Position annotation listing

--*--

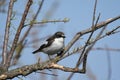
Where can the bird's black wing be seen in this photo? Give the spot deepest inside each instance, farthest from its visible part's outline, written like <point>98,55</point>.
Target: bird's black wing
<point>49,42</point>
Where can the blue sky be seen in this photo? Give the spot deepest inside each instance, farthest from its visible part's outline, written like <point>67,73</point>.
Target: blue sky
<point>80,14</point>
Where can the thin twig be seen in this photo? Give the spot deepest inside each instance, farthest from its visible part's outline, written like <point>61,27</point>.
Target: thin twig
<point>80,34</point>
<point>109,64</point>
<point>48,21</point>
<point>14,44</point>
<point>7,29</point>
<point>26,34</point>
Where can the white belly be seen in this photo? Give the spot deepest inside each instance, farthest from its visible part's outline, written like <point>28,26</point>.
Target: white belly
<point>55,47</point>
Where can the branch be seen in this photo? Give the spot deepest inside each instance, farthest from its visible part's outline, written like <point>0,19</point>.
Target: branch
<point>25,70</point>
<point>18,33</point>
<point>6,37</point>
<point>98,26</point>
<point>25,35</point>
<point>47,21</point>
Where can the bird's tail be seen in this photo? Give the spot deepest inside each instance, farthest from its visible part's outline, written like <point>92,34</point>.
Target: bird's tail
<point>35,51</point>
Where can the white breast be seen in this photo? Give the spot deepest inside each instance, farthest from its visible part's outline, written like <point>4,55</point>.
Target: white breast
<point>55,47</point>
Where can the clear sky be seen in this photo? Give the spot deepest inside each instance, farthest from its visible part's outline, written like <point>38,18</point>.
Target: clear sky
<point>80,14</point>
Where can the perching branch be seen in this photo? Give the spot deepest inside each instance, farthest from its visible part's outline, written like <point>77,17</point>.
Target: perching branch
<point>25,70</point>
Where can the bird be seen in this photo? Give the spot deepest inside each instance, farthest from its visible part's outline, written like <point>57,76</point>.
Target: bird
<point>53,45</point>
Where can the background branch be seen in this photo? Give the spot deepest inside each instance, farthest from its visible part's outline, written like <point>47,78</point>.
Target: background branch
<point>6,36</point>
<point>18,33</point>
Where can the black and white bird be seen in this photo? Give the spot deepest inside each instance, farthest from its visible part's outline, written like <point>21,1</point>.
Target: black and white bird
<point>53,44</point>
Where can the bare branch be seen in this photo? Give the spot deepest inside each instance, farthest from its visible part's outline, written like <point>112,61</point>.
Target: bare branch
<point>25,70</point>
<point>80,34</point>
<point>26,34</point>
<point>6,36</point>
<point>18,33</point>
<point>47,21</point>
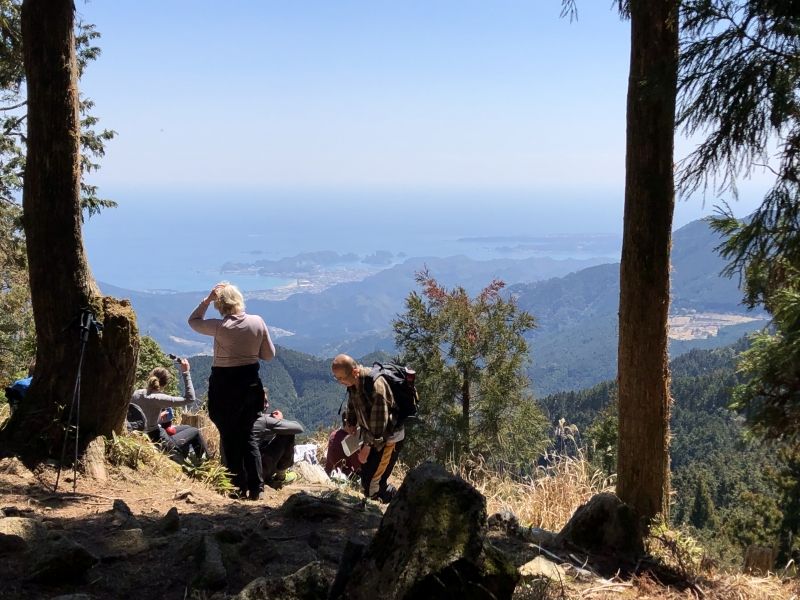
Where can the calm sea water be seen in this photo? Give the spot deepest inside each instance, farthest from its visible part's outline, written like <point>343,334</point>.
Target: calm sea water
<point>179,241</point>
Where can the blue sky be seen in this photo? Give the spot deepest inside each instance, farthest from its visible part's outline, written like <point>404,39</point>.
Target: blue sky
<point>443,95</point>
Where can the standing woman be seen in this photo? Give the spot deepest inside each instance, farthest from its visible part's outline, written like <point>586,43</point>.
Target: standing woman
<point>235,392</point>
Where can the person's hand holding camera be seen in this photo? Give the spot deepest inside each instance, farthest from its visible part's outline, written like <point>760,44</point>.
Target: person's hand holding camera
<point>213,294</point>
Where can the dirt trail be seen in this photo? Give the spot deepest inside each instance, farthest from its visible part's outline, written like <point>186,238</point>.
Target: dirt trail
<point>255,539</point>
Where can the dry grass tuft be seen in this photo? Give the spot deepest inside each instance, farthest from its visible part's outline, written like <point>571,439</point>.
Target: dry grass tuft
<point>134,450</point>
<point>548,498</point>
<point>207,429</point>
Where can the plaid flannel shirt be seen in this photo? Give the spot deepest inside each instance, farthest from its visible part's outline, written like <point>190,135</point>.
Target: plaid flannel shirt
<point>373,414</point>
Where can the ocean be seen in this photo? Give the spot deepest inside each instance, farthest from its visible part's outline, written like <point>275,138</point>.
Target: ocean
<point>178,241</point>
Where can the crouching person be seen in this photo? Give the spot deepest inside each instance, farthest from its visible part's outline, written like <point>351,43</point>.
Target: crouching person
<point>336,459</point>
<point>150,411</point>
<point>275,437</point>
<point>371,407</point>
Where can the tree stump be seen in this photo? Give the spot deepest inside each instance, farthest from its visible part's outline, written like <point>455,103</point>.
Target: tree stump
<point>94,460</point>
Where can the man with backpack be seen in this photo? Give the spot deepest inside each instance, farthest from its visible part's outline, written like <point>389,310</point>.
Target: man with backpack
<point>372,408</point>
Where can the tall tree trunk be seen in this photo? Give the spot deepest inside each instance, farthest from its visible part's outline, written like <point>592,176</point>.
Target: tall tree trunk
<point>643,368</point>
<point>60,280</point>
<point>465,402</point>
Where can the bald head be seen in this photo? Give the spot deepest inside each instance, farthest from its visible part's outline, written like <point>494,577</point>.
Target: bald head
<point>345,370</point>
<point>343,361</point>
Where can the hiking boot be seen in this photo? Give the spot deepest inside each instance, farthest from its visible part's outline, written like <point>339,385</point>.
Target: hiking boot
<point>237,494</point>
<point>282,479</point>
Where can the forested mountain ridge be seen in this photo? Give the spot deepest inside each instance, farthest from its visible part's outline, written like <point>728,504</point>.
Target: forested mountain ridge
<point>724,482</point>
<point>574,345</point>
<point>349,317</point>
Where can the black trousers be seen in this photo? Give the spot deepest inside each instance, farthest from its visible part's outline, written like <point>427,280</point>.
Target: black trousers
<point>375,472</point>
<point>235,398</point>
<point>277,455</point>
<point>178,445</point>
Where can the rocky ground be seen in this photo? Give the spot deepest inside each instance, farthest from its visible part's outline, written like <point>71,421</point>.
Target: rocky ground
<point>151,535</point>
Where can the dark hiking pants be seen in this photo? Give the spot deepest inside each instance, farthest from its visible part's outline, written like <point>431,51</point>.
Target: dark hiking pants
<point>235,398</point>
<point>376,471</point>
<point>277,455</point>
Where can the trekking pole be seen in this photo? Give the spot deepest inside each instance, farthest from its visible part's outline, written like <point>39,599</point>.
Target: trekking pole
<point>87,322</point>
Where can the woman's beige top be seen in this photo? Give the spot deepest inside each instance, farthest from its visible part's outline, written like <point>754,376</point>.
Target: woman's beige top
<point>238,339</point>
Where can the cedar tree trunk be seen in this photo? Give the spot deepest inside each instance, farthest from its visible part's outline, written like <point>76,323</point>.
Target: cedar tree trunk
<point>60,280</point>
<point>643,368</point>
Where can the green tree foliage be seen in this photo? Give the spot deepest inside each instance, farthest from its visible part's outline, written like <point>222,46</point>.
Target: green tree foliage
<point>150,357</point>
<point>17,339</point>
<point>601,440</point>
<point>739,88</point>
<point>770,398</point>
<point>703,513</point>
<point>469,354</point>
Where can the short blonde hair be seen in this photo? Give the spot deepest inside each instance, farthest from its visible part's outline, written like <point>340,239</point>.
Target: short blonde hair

--*--

**REQUIREMENTS:** Reproduce the lines from the one containing "Where can the short" through the end of the listing, substituting "brown" for each "blonde" and leaving all else unchanged.

**FINAL RESULT:**
Where can the short brown hair be seen in this photo? Give the spot deepest inside each instance, farthest from its visible part's outline, written like <point>340,239</point>.
Target: short brown hair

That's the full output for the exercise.